**CONSEGNA**
Riscrivi il tratto che va dalla riga con "the pin insulator" fino alla fine dei record, mettendo "ceramic insulator" al posto di "pin insulator" e lasciando tutto il resto invariato.

Voci di dati estratte:
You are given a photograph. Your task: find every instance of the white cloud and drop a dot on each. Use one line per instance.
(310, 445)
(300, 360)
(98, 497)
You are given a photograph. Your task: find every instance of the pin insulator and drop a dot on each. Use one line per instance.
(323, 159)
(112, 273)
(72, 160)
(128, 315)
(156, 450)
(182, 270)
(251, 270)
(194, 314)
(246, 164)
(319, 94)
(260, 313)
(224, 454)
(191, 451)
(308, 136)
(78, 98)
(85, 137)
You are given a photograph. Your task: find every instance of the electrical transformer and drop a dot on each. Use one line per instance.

**RISPOSTA ATTESA**
You are given a photograph. Your task: find every instance of the ceramic insulator and drop a dot on each. Use one line per instance.
(323, 159)
(112, 273)
(72, 160)
(128, 315)
(156, 450)
(182, 270)
(251, 270)
(194, 314)
(246, 164)
(319, 94)
(260, 313)
(224, 454)
(191, 451)
(308, 136)
(78, 98)
(85, 137)
You are given a photograph. Your task: find every instance of the electrical transformer and drop a dot on each. Use one line per instance.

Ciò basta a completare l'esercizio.